2017-03-08 Thread Kishon Vijay Abraham I
dwc has 2 dbi address space labeled dbics and dbics2. The existing
helper to access dbi address space can access only dbics. However
dbics2 has to be accessed for programming the BAR registers in the
case of EP mode. This is in preparation for adding EP mode support
to dwc driver.

Cc: Jingoo Han 
Cc: Richard Zhu 
Cc: Lucas Stach 
Cc: Murali Karicheri 
Cc: Thomas Petazzoni 
Cc: Niklas Cassel 
Cc: Jesper Nilsson 
Cc: Joao Pinto 
Cc: Zhou Wang 
Cc: Gabriele Paoloni 
Acked-by: Joao Pinto 
Signed-off-by: Kishon Vijay Abraham I 
---
 drivers/pci/dwc/pci-dra7xx.c   |   10 +++--
 drivers/pci/dwc/pci-exynos.c   |   10 +++--
 drivers/pci/dwc/pci-imx6.c |   62 +++---
 drivers/pci/dwc/pci-keystone-dw.c  |   15 ---
 drivers/pci/dwc/pcie-armada8k.c|   39 +---
 drivers/pci/dwc/pcie-artpec6.c |7 +--
 drivers/pci/dwc/pcie-designware-host.c |   20 +
 drivers/pci/dwc/pcie-designware.c  |   76 ++--
 drivers/pci/dwc/pcie-designware.h  |   10 +++--
 drivers/pci/dwc/pcie-hisi.c|   17 ---
 10 files changed, 152 insertions(+), 114 deletions(-)

------------------------------------

**STATED GOAL 1**
In the patch message, what does dbics2 have to be accessed for in EP mode?
The patch message and the listing come from unrelated sources.

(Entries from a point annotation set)
------------------------------------

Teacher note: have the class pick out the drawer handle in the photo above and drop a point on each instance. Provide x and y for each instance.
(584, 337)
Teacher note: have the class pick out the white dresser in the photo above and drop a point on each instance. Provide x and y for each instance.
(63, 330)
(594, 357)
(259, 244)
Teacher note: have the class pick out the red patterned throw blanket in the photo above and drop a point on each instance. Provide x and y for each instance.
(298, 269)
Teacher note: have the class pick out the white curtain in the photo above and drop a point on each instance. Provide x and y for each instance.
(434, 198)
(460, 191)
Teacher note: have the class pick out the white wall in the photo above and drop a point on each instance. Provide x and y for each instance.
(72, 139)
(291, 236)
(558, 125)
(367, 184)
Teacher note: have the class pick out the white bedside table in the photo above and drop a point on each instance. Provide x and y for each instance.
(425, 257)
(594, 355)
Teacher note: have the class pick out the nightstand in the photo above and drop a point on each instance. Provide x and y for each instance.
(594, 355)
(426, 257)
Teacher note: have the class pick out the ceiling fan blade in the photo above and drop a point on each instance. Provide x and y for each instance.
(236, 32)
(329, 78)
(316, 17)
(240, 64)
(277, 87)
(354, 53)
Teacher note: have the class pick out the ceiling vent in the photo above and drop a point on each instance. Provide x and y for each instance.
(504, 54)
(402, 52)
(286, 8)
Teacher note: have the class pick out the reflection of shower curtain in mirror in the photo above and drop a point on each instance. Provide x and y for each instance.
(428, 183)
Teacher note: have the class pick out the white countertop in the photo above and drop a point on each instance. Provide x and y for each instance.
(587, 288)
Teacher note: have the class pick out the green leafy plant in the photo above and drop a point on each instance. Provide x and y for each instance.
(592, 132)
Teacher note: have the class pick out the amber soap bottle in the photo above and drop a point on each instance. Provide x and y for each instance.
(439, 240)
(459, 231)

------------------------------------

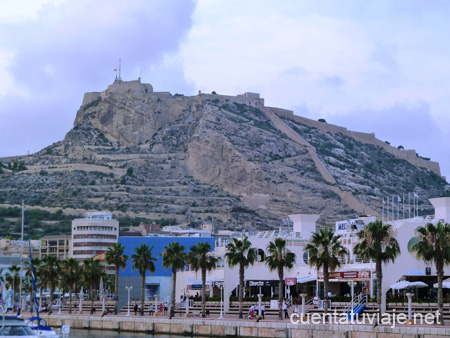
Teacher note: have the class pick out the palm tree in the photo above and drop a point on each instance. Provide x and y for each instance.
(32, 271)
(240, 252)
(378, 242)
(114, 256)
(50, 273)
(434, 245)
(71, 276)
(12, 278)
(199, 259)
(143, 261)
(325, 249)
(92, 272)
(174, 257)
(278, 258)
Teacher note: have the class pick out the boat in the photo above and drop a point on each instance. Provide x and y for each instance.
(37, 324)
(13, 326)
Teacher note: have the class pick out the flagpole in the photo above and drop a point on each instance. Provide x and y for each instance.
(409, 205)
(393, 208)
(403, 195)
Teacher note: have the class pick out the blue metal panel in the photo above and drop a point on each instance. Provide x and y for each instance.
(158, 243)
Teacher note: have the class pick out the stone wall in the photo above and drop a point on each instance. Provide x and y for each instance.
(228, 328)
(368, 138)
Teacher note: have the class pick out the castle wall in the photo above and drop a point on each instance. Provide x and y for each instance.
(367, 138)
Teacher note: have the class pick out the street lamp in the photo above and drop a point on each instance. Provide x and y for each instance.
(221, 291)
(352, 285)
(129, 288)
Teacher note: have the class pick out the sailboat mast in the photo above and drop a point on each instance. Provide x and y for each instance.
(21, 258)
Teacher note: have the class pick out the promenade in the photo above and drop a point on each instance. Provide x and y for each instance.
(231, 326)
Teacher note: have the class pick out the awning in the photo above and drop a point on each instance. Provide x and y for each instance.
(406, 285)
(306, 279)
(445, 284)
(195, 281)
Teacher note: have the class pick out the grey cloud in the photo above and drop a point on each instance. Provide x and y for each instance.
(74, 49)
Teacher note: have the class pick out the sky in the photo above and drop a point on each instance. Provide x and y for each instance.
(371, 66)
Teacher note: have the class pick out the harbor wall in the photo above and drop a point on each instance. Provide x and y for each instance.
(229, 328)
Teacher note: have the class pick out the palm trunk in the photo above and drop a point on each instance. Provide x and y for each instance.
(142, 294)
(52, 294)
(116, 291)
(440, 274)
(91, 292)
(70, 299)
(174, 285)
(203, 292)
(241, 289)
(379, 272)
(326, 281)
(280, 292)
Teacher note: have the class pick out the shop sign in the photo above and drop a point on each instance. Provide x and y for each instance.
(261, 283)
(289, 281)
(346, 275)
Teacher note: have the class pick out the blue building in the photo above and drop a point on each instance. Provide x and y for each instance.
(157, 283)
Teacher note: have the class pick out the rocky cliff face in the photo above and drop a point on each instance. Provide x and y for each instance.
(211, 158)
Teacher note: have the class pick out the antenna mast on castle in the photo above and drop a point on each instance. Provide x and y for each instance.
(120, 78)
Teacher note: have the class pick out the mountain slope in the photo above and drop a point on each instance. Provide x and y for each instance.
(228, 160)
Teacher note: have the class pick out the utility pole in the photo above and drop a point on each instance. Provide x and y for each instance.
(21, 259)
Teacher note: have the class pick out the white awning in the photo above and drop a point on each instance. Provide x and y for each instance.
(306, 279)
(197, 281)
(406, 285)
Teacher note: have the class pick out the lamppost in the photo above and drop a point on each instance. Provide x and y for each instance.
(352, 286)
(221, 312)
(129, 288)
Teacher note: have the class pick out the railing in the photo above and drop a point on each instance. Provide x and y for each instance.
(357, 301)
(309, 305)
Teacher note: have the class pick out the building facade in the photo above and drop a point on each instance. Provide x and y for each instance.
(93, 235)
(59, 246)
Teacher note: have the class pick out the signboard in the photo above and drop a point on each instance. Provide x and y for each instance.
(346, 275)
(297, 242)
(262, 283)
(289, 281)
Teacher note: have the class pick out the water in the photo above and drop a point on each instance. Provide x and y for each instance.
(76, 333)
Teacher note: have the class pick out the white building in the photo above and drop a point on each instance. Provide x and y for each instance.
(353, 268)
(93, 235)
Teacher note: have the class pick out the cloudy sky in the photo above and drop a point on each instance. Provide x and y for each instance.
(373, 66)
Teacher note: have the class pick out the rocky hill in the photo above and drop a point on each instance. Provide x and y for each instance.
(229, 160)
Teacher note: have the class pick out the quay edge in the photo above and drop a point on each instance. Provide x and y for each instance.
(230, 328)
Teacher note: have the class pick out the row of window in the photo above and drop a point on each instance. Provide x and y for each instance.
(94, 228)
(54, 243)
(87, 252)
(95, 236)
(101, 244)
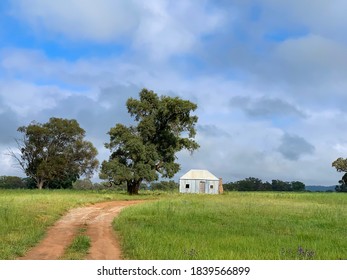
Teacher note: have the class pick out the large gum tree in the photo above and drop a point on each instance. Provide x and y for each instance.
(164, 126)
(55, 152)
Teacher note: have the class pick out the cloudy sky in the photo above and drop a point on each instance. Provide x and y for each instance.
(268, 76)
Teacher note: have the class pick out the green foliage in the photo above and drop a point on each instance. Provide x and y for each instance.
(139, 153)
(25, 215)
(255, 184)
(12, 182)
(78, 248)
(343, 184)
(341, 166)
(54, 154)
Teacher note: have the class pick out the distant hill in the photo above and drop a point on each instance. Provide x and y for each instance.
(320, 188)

------------------------------------

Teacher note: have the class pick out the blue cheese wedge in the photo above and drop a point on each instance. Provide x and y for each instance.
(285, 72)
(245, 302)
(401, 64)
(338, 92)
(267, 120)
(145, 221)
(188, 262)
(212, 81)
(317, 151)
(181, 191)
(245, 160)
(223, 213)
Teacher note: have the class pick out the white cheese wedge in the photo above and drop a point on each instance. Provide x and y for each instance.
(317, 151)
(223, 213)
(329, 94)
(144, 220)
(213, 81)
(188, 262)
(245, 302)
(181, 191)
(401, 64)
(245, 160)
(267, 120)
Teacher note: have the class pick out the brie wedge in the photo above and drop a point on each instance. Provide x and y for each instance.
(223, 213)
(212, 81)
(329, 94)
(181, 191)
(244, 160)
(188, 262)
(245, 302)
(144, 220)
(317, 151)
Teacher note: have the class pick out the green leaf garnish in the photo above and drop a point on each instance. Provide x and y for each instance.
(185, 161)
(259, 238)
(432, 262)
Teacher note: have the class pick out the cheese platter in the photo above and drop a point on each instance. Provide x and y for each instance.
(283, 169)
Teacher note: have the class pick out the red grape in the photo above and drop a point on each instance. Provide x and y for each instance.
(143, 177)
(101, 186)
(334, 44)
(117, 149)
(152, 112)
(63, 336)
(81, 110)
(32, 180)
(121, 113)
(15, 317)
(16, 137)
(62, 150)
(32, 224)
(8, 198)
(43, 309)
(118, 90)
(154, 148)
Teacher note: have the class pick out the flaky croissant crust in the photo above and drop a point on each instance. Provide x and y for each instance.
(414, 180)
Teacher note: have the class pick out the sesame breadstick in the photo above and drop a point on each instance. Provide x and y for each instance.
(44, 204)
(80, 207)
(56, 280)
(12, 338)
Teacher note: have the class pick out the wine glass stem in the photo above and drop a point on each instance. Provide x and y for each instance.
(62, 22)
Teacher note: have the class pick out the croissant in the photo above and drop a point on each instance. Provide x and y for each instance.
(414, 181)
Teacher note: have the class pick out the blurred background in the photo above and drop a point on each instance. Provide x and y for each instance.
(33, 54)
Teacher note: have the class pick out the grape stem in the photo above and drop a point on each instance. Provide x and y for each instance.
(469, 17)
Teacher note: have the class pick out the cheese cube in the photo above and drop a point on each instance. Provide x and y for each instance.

------------------------------------

**STATED GOAL 2**
Gather every line in the listing that contains the string "blue".

**FULL RESPONSE 1**
Programming the BAR registers.

**FULL RESPONSE 2**
Teacher note: have the class pick out the blue metal panel in the photo above and drop a point on each instance. Provide x and y for each instance.
Teacher note: have the class pick out the blue building in the photo above and drop a point on each instance. Provide x and y for each instance.
Teacher note: have the class pick out the blue cheese wedge in the photo above and drop a point on each instance. Provide x and y for each instance.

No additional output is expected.